● **Description of the task**
How many lines in the records below contain the word "distant"? Reply with the number alone.

======== Information supplied ========

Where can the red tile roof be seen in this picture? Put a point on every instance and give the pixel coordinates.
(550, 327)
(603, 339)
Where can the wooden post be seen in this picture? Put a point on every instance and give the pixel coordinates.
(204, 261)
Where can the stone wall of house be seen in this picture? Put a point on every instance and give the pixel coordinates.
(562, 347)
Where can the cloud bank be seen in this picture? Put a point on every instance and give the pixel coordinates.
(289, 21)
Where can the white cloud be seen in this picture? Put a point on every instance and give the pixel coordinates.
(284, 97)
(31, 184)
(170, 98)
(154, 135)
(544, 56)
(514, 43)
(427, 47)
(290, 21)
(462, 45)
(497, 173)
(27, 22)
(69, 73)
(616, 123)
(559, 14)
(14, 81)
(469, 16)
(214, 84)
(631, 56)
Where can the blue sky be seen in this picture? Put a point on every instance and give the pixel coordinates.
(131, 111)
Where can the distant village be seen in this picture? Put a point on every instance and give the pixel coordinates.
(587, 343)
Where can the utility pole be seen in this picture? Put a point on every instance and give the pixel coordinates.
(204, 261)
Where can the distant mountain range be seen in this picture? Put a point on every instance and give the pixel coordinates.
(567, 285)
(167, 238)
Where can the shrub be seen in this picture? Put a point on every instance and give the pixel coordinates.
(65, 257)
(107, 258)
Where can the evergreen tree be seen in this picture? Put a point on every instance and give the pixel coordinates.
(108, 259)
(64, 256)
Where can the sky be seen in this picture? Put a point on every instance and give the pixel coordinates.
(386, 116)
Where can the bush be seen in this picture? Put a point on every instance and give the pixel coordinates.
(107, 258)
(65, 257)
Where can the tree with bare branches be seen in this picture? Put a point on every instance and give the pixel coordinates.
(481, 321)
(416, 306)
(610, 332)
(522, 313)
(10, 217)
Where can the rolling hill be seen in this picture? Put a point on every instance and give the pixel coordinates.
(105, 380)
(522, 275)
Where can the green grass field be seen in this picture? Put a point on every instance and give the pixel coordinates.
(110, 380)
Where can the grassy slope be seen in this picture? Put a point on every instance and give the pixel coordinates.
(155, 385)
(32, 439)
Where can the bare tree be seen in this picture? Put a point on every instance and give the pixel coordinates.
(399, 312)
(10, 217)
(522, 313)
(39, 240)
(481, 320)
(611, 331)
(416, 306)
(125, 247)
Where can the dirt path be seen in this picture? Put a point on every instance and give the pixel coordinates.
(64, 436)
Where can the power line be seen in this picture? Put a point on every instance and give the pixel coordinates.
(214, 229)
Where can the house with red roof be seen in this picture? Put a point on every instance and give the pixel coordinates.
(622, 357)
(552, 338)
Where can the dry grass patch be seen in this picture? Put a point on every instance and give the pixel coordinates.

========
======== Information supplied ========

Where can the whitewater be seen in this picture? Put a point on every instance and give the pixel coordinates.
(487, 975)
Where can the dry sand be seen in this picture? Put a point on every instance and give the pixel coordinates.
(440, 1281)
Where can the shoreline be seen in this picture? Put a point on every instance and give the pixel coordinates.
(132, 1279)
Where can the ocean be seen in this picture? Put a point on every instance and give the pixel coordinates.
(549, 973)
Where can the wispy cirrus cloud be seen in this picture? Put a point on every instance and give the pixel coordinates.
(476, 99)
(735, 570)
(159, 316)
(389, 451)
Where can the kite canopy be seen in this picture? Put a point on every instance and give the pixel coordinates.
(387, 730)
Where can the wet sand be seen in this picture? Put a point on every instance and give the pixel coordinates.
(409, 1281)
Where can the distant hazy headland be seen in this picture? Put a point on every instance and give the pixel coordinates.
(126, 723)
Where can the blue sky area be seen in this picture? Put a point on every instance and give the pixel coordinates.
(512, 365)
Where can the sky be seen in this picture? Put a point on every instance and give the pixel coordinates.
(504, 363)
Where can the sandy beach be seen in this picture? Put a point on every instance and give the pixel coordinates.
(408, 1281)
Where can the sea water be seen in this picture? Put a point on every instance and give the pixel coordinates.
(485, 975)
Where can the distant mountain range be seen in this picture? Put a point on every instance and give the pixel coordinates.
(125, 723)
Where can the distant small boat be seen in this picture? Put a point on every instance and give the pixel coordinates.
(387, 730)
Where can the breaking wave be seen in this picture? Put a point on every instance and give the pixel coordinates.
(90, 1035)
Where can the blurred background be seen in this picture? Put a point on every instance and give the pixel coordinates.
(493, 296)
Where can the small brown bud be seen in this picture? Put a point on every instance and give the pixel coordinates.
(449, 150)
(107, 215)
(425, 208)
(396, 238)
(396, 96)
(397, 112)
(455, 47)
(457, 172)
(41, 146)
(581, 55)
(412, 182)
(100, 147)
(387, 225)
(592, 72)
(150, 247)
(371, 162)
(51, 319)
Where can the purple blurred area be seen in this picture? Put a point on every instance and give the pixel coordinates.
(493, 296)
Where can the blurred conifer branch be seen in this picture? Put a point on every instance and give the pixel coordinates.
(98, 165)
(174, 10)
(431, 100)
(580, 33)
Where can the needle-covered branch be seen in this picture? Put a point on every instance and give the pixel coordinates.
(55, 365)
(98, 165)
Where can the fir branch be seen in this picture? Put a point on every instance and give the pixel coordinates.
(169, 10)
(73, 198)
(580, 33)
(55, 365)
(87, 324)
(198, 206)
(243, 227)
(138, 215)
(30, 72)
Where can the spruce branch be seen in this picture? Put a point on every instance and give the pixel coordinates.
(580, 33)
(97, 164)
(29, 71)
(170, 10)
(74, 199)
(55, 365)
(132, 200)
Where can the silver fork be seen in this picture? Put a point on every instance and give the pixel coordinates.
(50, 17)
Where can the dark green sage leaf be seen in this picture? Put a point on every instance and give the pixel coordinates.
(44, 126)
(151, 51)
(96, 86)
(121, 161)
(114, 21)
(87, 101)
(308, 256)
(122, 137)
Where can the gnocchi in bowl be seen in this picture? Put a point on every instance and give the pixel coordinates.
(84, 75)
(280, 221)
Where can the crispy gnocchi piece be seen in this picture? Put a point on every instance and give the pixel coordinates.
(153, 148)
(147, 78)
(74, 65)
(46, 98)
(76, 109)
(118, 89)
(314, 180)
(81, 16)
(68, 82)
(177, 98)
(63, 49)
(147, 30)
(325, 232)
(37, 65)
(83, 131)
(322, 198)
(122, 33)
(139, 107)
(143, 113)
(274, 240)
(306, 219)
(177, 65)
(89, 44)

========

● **Completed exercise**
5